WHAT YOU WILL DO:
#1 According to the comments on Bill Gates and Microsoft, what is one of the few sources of truly novel work in operating systems?
#2 Summarize the comments on Bill Gates and Microsoft in two sentences.
#3 Pick up the comments on Bill Gates and Microsoft from their last line and continue them.

SOURCE:
+++
Unless it is guaranteed Microsoft will climb out of the hole it is in when Gates gets on top, it can only hurt him in terms of pressure and imago. He should stay in the think tank and consulting group, far away from anything really mission critical. No, Gates deserves to be remembered as-is and not as a broken, old man who desperately tried to save an old legacy company to the day he died.
It will take some time (say years) to get Microsoft with Gates back on track again and the end result is unclear. Will it improve or will all his effort vanish in vain? Does he even know how to do it, after all those years? No, he currently has enough disposable income to do what he does. In fact, he can triple his efforts and he will still not run dry in his life time. It is hardly about money anyway, saving the world takes time - negotiating takes time. Money puts it in fifth gear but bureaucracy and human psychology can only change this fast.
Bill Gates hasn't got Steve jobs's ego,and he hasn't got anything to prove.
The days where PCs took over from minicomputers, and where Microsoft was the disruptor, are long gone. It isn't clear if Gates or anyone else can make Microsoft disruptive again.
That's too bad, because one of the few sources of truly novel work in operating systems is Microsoft Research.
For example, I bet that Bill Gates would have foreseen the iPhone as a really big threat from day one and we would now be marveling at one of his famous internal angry emails that changed Microsoft's direction (leaked because of a new anti-trust suit, no doubt). Bill Gates is no Steve Jobs, but he's a heck of a strategist and even now I don't think there's anybody that wants him as an opponent.
For me, it's not sad that Bill Gates left Microsoft. They were too big, too powerful, too eager to eat the launch of other companies. The industry is better off without him at Microsoft's helm.
Just like he foresaw the Internet as a big threat, right?
+++
Coordinate labeling data
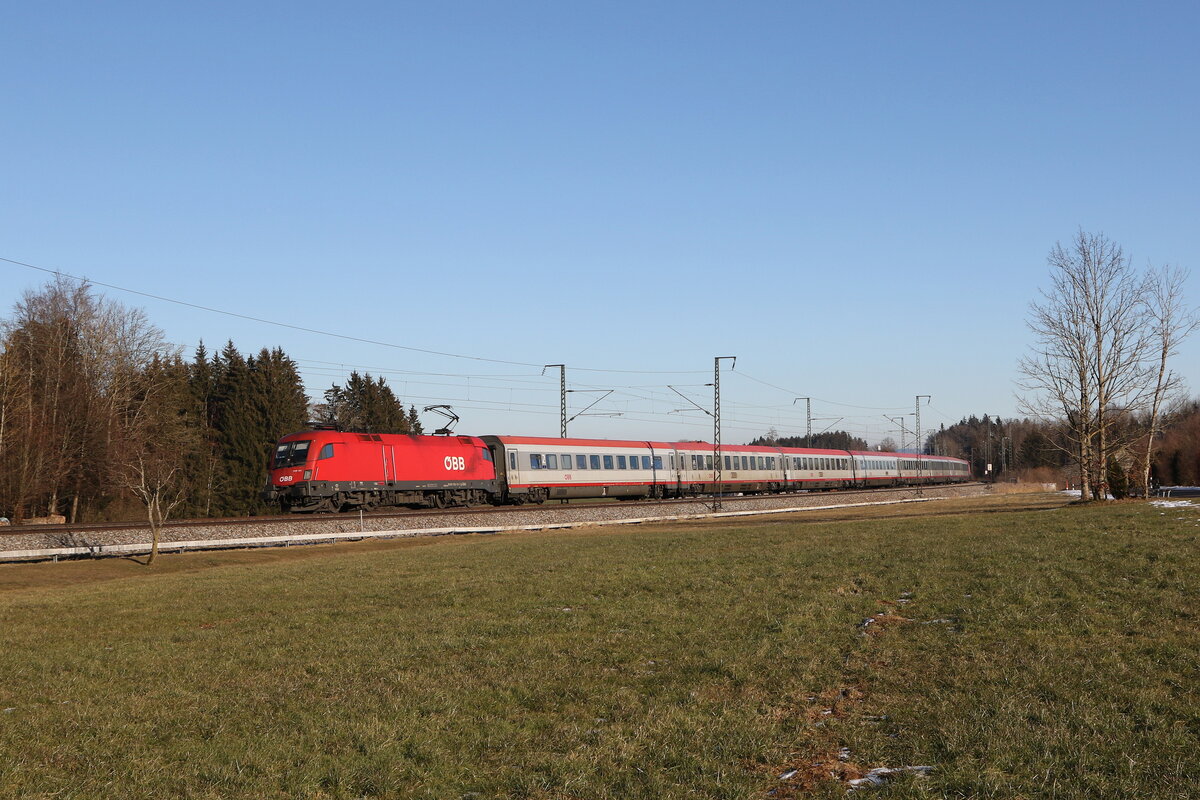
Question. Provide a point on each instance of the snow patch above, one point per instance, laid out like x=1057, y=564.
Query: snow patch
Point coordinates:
x=881, y=775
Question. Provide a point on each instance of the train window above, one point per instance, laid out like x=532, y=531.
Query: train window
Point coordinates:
x=292, y=453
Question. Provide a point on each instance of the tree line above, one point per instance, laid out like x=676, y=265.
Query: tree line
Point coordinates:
x=101, y=419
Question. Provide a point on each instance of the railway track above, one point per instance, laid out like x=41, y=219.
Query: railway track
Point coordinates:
x=34, y=542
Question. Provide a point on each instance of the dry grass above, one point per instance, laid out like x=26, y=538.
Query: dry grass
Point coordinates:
x=1020, y=647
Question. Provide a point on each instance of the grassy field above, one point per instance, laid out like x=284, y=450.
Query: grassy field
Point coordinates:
x=1020, y=648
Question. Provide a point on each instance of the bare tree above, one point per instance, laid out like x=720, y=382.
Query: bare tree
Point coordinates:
x=1093, y=367
x=155, y=441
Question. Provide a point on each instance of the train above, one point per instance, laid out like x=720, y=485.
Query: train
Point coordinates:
x=336, y=470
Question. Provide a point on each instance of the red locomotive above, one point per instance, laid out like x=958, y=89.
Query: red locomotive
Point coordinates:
x=334, y=470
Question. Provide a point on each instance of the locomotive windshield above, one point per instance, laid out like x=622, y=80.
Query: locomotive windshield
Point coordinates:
x=291, y=453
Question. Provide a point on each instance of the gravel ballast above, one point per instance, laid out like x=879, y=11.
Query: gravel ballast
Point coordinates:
x=65, y=542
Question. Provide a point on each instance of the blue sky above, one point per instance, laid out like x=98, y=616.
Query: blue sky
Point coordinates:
x=856, y=199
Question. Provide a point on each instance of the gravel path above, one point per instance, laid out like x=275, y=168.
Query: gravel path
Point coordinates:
x=59, y=543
+++
OUTPUTS:
#1 Microsoft Research.

#2 The comments weigh whether Bill Gates should return to lead Microsoft, with one arguing that a turnaround would take years with an unclear result and could only hurt him in terms of pressure and image. Others say the days when Microsoft was the disruptor are long gone, praise Gates as a formidable strategist, or hold that the industry is better off without him at Microsoft's helm.

#3
Somebody has to be the leader in the voice driven interface, as always on communications in cars become the norm, users are going to run into the wall that is Siri, Google Now, Samsung S Voice, and the OEM platforms behind them. They just aren't that capable, they can't really deliver voice results to simple questions, or effectively control navigation. They can't do full queries of contacts or calendars, or integrate with other systems. They are limited by the bandwidth of the company building them. Microsoft was always about empowering developers to create software, and voice is a platform with no category killer. There are no good APIs for voice input, no good app store for delivering small pieces of functionality to expand the ability of a voice interface, and no real work is going into building one. The smartphone is seen as a device with a focus on interaction through the screen, but it is an audio-based device, a telephone, and it makes sense for the wide capabilities of it's applications to be available through a hands-free interface.
Where's the disconnect at Microsoft that allows this to happen? They have the knowledge in-house, that's a given.
People seem to forget but MSFT's stagnation started under Bill's reign. It just continued under Ballmer.
Bill was the one that 'vowed to crush Google' by investing $2B in R&D in search and web services.
We see how much that worked.
I think they should get someone that can lead them into the web services future - not someone that is deeply attached to the desktop.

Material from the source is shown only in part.